_PASSO DEL DOCUMENTO_.
.....

Lo scorso 13 maggio la Corte Suprema degli Stati Uniti, il terzo livello di giudizio del sistema giudiziario statunitense, ha confermato la condanna inflitta a Mr. Bowman, un agricoltore dell'Indiana, per aver utilizzato come semente parte del raccolto ottenuto seminando una varietà di soia Roundup-ready (resistente al glifosate), regolarmente acquistata da un distributore Monsanto della sua zona

 L'ingegnoso agricoltore è stato condannato al pagamento di 84.456 dollari in quanto non ha rispettato il contratto di licenza che ogni acquirente di semente Ogm sottoscrive quando acquista la merce, e precisamente che la deve utilizzare nell'arco di un'unica annata.
L'agricoltore, invece, aveva inizialmente tentato di aggirare il contratto che da anni era abituato a sottoscrivere puntualmente, utilizzando come semente per il suo secondo raccolto stagionale, anziché quella originale Monsanto (che supponiamo essere molto costosa), materiale molto più a buon mercato acquistato da un grossista che l'avrebbe solitamente destinato all'utilizzo nell'industria mangimistica e alimentare.

Poiché quella soia proveniva essa stessa da semente tollerante al glifosate (come la quasi totalità negli Stati Uniti), riuscì ad ottenere un raccolto accettabile anche utilizzando semente “piratata”.
Dopo l'ottavo anno di questa pratica da parte dell'agricoltore, attuata anche destinando parte della produzione alla semina successiva (pratica peraltro legata al concetto stesso di agricoltura) gli avvocati della multinazionale, danneggiata nel vivo (portafoglio) da questo comportamento, l'hanno accusato di infrazione di brevetto e di mancato rispetto del già citato contratto di licenza.

.....

_DATI FORNITI_.
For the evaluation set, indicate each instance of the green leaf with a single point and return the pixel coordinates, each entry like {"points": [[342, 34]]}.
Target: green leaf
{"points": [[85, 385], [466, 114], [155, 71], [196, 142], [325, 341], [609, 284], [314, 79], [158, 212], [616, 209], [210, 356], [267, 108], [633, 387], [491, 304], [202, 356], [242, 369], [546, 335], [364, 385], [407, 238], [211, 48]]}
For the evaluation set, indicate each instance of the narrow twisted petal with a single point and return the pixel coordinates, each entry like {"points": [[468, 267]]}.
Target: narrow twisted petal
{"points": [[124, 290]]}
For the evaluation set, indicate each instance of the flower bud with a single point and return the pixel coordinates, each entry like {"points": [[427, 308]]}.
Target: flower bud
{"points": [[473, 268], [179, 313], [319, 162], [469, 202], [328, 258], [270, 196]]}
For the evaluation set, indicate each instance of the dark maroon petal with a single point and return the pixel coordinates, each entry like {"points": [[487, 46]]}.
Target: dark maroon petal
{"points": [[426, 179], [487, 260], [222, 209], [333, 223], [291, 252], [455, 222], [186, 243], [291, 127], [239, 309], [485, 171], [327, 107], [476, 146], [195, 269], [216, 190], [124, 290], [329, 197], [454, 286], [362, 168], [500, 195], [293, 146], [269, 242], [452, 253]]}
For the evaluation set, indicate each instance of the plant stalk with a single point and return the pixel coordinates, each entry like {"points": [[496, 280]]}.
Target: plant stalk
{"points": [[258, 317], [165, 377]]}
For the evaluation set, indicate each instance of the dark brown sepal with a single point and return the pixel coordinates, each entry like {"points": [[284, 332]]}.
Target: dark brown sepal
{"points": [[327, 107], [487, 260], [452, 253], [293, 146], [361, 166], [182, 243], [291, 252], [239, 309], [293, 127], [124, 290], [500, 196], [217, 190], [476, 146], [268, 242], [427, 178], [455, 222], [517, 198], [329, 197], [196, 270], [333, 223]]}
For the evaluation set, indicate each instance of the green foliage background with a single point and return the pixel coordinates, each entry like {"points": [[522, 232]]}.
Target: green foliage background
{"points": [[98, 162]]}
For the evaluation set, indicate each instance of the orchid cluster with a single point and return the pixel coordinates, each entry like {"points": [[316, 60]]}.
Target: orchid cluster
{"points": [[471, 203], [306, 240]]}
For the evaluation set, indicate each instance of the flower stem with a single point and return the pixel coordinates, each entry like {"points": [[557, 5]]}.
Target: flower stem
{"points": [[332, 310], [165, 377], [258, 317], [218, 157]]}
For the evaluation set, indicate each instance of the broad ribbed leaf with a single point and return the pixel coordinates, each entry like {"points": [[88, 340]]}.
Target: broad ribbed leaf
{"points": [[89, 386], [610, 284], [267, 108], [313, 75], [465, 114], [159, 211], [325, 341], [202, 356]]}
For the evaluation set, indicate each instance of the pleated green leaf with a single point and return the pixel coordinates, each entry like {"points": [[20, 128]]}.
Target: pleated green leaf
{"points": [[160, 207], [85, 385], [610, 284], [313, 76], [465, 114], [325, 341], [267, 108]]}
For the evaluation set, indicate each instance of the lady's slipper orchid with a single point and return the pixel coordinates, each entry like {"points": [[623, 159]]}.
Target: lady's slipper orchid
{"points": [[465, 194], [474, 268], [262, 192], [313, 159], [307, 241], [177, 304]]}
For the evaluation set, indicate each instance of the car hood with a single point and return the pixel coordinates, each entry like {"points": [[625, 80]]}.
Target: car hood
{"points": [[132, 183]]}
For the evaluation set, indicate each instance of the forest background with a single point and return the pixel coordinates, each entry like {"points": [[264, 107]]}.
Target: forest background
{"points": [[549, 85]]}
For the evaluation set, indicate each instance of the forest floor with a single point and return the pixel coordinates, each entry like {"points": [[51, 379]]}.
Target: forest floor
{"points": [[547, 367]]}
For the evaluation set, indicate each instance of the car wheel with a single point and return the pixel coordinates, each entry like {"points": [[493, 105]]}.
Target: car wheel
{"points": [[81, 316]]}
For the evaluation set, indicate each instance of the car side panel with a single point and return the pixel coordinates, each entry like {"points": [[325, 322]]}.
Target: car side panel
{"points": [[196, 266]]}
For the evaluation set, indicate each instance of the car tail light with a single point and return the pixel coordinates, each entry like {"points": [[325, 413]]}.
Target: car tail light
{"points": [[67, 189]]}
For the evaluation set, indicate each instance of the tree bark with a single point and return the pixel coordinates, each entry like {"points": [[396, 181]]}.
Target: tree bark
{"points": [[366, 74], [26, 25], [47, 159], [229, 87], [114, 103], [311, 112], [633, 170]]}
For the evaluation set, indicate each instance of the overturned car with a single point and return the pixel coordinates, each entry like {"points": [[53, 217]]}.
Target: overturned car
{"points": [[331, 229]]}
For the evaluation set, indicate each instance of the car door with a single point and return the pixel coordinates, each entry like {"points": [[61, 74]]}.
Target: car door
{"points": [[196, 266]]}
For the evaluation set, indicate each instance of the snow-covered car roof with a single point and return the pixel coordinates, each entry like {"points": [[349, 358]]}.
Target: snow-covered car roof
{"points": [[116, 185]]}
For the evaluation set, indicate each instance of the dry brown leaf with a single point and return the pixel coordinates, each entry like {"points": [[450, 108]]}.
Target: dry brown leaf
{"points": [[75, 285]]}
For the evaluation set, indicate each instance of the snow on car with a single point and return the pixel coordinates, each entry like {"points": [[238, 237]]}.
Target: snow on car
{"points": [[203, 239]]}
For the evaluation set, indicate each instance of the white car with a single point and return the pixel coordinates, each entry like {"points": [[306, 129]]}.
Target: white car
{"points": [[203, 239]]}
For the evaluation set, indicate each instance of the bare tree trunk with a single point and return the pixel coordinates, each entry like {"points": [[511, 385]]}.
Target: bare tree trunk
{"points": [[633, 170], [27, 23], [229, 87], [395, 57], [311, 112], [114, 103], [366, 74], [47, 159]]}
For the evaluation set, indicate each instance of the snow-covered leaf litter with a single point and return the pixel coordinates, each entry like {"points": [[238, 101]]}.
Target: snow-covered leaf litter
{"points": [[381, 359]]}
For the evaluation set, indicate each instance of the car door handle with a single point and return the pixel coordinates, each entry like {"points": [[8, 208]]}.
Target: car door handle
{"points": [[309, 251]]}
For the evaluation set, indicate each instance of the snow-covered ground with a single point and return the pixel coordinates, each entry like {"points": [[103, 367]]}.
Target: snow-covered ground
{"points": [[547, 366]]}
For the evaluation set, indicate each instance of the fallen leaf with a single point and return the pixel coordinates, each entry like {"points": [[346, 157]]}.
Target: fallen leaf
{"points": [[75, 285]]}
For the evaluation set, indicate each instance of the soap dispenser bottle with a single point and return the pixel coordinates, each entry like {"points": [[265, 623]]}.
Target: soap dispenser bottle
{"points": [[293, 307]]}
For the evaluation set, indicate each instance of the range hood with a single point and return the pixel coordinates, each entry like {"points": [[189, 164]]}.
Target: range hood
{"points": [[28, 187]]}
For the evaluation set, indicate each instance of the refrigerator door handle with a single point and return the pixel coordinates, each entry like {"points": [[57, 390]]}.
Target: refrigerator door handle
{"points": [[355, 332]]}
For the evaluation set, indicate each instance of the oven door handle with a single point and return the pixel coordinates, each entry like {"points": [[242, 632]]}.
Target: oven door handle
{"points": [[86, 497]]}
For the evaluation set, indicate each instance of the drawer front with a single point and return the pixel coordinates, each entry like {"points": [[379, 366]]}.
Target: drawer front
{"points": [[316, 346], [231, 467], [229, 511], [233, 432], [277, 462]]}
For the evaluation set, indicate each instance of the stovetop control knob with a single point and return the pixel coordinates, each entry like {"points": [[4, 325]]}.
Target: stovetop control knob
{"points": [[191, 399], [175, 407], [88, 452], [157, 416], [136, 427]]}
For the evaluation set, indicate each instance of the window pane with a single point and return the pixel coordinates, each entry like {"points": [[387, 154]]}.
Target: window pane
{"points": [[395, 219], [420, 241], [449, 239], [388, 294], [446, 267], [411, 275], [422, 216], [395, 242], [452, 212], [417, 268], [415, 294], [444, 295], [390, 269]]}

.....

_CONSEGNA A_.
Secondo il passo del documento, a quale somma è stato condannato l'agricoltore?
_CONSEGNA B_.
Si sostituisca "grossista" con "rivenditore all'ingrosso" e si trascriva il passo del documento a partire dalle parole "L'ingegnoso agricoltore è", fermandosi dopo "mangimistica e alimentare.".
Ci si basi unicamente sul passo del documento.

_RISPOSTA SCRITTA A_.
Al pagamento di 84.456 dollari.

_RISPOSTA SCRITTA B_.
L'ingegnoso agricoltore è stato condannato al pagamento di 84.456 dollari in quanto non ha rispettato il contratto di licenza che ogni acquirente di semente Ogm sottoscrive quando acquista la merce, e precisamente che la deve utilizzare nell'arco di un'unica annata.
L'agricoltore, invece, aveva inizialmente tentato di aggirare il contratto che da anni era abituato a sottoscrivere puntualmente, utilizzando come semente per il suo secondo raccolto stagionale, anziché quella originale Monsanto (che supponiamo essere molto costosa), materiale molto più a buon mercato acquistato da un rivenditore all'ingrosso che l'avrebbe solitamente destinato all'utilizzo nell'industria mangimistica e alimentare.